Study text:
_ _ _ _
Seeing and Empathizing

Depression can lie to us, make us want to hide, even when we really just want to be seen. Truly seen. You don't need to experience depression to care for someone with it, but you do need empathy, even if you can't quite grasp their mindset. Remember, Depression is what they have. It's not who they are.

In my struggles, I never trusted anyone who said: "I understand." How can you? How can you feel what I feel or think what I think when you aren't me? Depression can trick us into believing that we are alone in our struggles, and for someone to say they understand can feel degrading.

I learned the empathizing is best expressed in telling someone that what they are feeling is valid. Because it is. All emotion is valid, even if the logic is not.

When my students shared their depression and thought struggles, I found that they best responded when I would state things like "that sounds difficult," or "I'd imagine that that is very difficult." I didn't patronize, I recognized the struggle, and I met them where they are at. It doesn't matter that I might have experienced worse, they were experiencing their experienced threshold of pain and I needed to recognize that.
_ _ _ _
Problems to work on:
(1) Copy the part of the text on empathizing with depression from "Depression can lie" to "who they are.".
(2) Pick up the text on empathizing with depression where it stops, and write the next part.

(Dataset excerpts)
_ _ _ _
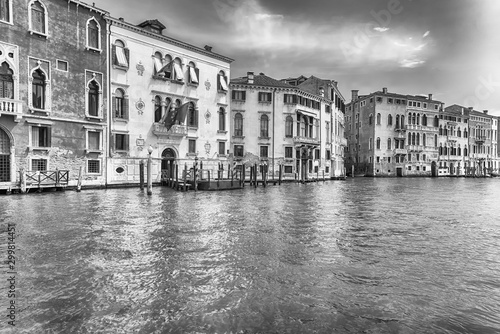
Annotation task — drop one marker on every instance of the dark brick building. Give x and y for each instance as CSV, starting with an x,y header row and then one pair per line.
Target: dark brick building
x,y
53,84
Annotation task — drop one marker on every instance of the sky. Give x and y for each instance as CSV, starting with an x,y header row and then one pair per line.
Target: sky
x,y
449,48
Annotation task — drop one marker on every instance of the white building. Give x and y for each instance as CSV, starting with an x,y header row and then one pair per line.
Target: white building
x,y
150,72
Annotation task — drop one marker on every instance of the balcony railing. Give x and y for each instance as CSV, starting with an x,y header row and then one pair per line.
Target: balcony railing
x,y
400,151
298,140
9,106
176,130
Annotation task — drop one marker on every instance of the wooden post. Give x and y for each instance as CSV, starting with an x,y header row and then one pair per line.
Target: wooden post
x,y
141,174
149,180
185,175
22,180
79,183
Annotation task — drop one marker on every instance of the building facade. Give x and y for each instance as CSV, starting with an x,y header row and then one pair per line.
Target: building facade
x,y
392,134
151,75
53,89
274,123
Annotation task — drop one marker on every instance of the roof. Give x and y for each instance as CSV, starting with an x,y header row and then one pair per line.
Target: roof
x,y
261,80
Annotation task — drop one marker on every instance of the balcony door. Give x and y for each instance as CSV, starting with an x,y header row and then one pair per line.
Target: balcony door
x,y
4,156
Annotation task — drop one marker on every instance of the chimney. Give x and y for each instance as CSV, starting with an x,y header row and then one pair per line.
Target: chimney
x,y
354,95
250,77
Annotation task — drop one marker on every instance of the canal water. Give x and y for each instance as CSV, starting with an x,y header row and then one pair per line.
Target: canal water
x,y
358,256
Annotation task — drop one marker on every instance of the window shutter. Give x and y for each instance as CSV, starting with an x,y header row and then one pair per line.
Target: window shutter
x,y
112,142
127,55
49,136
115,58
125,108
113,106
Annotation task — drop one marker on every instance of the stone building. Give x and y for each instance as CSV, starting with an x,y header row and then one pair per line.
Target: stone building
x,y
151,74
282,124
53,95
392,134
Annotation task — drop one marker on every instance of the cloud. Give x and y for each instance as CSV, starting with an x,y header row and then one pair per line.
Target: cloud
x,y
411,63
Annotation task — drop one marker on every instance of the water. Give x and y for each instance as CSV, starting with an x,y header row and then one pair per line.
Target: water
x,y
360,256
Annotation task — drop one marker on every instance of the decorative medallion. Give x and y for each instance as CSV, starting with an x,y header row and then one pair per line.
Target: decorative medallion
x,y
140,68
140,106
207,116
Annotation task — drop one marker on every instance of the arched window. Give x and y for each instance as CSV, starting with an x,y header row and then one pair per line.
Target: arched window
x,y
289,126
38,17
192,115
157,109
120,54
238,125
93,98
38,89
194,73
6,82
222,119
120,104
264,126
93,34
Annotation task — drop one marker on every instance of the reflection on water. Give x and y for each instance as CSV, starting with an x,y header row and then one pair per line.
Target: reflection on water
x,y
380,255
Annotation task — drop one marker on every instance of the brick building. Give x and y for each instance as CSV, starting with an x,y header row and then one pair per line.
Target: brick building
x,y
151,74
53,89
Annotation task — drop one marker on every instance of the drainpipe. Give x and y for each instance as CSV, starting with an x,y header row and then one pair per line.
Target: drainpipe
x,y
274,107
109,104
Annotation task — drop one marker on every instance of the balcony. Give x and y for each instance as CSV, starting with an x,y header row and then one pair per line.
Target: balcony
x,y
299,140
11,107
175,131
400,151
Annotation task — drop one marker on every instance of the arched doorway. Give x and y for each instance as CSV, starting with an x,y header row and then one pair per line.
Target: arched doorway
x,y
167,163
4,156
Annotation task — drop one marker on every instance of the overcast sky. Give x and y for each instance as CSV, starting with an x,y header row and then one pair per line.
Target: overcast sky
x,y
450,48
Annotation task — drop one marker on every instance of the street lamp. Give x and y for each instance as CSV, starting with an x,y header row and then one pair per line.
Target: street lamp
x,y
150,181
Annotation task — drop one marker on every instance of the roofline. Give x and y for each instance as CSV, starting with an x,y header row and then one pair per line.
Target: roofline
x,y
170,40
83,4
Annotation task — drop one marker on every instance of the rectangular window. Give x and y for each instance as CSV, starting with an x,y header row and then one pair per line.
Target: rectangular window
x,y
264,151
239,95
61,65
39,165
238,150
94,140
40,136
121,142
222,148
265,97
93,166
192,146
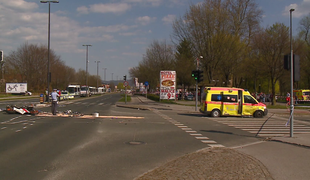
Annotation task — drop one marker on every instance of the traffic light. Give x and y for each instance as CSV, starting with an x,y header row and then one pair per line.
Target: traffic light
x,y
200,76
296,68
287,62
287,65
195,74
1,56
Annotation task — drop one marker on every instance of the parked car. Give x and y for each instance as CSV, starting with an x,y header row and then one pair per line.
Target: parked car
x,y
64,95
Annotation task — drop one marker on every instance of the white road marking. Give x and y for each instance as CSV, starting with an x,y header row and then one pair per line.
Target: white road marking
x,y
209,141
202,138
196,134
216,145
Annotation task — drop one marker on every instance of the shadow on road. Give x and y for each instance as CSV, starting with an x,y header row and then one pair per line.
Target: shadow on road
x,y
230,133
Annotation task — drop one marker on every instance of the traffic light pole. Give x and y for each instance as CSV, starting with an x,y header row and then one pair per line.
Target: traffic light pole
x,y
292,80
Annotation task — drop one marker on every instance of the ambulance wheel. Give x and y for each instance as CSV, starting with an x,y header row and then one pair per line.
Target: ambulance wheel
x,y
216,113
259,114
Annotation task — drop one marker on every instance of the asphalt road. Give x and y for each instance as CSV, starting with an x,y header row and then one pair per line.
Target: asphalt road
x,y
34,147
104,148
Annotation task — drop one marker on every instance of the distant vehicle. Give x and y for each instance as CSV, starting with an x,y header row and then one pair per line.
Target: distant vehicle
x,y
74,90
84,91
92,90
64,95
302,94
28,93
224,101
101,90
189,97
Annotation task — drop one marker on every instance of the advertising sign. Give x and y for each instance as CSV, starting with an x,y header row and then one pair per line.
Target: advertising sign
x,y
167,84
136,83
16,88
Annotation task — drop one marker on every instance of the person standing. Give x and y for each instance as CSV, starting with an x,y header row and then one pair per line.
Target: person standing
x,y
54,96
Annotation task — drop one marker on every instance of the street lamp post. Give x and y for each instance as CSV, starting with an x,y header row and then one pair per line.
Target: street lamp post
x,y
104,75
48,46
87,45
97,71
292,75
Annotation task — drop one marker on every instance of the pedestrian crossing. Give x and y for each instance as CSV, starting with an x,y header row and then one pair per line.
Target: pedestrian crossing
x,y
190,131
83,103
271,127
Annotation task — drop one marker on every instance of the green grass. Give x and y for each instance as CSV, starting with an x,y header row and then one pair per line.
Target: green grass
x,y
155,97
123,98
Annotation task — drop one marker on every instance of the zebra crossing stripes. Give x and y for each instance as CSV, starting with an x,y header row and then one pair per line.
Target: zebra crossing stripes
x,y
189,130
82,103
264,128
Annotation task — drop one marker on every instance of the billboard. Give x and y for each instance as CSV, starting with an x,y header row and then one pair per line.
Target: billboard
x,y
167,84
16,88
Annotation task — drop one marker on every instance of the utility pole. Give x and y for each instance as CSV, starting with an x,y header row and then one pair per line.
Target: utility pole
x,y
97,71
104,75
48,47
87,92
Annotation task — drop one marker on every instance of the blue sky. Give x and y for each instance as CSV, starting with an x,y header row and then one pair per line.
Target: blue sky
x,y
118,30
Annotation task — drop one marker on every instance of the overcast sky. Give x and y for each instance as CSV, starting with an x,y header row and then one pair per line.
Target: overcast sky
_ _ _ _
Exercise responses:
(1)
Depression can lie to us, make us want to hide, even when we really just want to be seen. Truly seen. You don't need to experience depression to care for someone with it, but you do need empathy, even if you can't quite grasp their mindset. Remember, Depression is what they have. It's not who they are.

(2)
Taking Action

Physical activity proves itself, again and again, to be extremely helpful in curbing depression. I started working out in the mornings and going on walks daily. These activities affect the body in a significant way including changing hormones and helping us to process life. My happiness level has shot up drastically since my applying physical actions to my life.

I lost weight and thus gained more energy, leaving me feeling so much better about my body. Furthermore, I established a higher self-esteem due to the feeling of accomplishment that I've acquired from completing my fitness goals!

It can be difficult to get your friend or family member to get physical, so here is a suggestion. Whenever you offer to talk, or your friend expresses the desire to open up, just start the conversation with "Let's go for a walk and talk about it." I find that the focus falls on the talking and not the walking. The moment offers the fulfillment of a need to be heard, as well as fosters relationship. This will most often override any aversion to being physical that the individual might have (or think they have).

You can also just ask them if there is something they might enjoy doing like bowling, kayaking, etc. Sometimes just having someone to do stuff with can be the motivation that we need to get off our butts and go! 

Boundaries

This is extremely vital to achieving success in your endeavors to help other with depression. You must set healthy boundaries!

This means guarding your time, and theirs. Don't make them talk every day, all day, or any combination of the two. And don't let them do it either! They need to respect that you have a life that isn't revolving around them, and vice-versa. They may have a lot to say, but it doesn't have to all be done in one sitting.

Also, don't invalidate an issue that they keep repeating. Sometimes, a single issue can sit in the mind has to be continually talked out to achieve closure or complete the processing.

Remember that you can't save them. It is also not your responsibility to make them happy. You can't make them happy.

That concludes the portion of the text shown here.